#### WHAT YOU WILL DO
Starting at the line below that contains "Tag each tree foliage", print each line through the end of the records exactly as it appears.

#### DATA FOR THE TASK

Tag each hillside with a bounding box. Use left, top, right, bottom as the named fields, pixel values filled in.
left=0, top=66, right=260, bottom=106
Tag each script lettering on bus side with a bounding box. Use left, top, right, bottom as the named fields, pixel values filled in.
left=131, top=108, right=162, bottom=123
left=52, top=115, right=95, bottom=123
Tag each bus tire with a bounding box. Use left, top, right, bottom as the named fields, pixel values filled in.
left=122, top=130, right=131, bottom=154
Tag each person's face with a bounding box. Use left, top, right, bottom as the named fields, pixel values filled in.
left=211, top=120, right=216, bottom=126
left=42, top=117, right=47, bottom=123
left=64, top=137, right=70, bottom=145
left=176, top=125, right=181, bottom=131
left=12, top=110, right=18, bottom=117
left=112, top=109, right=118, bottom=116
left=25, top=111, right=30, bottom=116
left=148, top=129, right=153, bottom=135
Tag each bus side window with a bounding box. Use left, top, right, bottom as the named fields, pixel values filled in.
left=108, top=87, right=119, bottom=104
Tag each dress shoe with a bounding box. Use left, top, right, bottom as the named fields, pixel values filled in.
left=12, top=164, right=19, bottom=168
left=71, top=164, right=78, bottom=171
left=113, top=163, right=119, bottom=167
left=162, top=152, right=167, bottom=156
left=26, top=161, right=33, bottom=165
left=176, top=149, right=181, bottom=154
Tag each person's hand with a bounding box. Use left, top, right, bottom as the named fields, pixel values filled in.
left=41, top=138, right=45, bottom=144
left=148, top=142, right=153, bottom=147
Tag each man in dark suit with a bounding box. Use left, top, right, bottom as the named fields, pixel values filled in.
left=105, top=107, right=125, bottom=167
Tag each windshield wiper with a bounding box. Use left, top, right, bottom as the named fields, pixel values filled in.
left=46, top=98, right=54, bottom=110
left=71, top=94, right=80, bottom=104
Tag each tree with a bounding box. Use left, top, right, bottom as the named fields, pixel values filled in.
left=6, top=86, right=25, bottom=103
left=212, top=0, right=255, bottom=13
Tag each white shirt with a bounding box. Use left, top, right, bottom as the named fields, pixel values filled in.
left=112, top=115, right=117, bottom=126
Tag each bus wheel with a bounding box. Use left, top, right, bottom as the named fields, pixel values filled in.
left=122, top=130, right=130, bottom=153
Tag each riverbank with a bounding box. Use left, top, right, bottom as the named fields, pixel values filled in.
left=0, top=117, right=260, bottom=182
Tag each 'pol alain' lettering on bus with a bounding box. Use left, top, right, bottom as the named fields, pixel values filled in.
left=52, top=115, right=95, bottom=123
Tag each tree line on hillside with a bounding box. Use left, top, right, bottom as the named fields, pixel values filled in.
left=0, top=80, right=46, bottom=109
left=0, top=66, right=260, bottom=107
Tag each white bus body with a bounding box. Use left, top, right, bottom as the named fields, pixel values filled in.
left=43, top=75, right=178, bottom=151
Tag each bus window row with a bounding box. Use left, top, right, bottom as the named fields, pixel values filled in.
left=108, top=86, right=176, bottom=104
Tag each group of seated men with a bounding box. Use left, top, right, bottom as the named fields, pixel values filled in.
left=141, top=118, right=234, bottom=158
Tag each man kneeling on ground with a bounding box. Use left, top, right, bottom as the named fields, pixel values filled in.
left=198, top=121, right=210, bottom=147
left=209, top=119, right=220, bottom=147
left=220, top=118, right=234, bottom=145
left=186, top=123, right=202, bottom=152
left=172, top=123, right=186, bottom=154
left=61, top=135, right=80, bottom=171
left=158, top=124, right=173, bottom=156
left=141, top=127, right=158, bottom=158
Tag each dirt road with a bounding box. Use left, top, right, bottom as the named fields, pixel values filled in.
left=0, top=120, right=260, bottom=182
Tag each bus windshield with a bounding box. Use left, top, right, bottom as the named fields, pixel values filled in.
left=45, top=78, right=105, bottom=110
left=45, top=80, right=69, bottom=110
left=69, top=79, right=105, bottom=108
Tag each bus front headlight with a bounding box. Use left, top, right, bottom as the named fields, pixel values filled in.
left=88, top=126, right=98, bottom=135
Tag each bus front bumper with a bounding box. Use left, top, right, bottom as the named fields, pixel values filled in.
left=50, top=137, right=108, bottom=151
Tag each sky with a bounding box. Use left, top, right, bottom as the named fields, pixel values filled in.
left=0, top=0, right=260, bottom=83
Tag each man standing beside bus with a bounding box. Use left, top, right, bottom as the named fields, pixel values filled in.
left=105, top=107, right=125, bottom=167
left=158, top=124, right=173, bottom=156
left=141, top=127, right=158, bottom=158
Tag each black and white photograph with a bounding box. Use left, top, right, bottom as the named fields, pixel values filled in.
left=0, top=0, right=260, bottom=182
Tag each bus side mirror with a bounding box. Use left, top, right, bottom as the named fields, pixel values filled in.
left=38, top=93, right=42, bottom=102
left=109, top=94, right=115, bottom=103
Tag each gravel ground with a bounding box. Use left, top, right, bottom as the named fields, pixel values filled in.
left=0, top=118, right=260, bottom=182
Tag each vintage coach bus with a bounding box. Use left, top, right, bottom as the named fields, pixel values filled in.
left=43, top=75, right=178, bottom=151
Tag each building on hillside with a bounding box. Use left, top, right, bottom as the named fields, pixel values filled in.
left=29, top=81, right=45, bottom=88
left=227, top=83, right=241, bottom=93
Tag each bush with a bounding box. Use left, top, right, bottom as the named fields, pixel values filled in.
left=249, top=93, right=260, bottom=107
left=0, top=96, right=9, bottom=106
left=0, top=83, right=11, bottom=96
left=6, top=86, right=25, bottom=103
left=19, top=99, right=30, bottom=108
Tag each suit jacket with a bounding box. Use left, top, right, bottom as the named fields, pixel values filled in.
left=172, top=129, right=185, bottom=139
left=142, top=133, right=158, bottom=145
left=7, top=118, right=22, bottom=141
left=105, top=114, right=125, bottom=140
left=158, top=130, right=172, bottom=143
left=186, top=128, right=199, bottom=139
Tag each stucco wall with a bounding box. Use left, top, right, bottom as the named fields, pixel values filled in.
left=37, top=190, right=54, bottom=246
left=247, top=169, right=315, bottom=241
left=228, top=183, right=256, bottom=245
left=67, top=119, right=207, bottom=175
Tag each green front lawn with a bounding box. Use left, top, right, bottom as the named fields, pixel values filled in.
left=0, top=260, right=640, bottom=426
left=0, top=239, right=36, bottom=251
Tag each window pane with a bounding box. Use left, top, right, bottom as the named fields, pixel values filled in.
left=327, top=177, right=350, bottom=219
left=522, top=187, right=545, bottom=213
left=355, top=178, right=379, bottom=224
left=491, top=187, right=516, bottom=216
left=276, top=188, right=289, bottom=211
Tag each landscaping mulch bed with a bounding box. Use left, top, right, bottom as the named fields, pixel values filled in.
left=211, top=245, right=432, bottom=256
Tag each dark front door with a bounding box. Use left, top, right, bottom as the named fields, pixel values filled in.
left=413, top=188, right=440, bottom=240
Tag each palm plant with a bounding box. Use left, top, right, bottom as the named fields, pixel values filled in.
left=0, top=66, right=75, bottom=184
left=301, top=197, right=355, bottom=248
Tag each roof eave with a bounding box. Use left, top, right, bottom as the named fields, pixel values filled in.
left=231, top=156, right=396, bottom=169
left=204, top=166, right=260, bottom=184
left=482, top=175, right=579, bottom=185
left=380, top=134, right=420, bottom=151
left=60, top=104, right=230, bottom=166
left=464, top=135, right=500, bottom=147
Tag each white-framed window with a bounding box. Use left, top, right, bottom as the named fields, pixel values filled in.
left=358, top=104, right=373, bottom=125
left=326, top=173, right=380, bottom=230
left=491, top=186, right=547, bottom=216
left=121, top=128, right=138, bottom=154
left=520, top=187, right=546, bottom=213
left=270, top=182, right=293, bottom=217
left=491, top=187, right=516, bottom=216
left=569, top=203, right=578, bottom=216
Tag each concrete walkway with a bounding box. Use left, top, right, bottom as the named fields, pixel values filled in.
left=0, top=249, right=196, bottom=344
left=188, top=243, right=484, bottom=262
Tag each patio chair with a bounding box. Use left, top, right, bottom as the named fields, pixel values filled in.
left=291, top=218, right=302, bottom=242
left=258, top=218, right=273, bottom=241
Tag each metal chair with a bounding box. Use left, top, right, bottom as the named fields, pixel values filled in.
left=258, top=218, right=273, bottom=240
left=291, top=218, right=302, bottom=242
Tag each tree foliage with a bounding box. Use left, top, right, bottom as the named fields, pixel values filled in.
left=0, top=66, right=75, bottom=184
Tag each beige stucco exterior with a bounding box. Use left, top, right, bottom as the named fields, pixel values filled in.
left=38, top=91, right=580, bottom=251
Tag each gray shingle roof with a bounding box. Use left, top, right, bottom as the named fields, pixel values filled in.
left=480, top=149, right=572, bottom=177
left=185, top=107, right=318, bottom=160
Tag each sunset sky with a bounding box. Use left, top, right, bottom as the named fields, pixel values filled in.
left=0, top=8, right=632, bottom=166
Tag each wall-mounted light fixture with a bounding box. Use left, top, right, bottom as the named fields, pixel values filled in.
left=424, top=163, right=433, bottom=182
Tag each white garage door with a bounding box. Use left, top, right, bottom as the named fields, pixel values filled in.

#### SOLUTION TO THIS EXERCISE
Tag each tree foliage with a bounding box. Use left, top, right, bottom as the named fields, pixel values filled in.
left=0, top=66, right=75, bottom=184
Tag each beige stucco exterior with a bounding box. Use left, top, right, bottom as the named fields, pixel values filled in.
left=38, top=91, right=580, bottom=251
Tag each gray shingle roof with a bounding box. Use left, top, right, bottom as the named fields, pixel values filled in.
left=480, top=149, right=572, bottom=177
left=185, top=107, right=318, bottom=160
Tag each sunset sky with a bounding box. Use left, top, right, bottom as the named fields, pixel values filled in.
left=0, top=8, right=632, bottom=166
Tag each wall-mounted light fixture with a bounding box. Use left, top, right, bottom as the named fields, pixel values filled in.
left=424, top=163, right=433, bottom=182
Tag each white garage door with a bounding box. Use left, top, right, bottom as the named fields, pixel values filled in.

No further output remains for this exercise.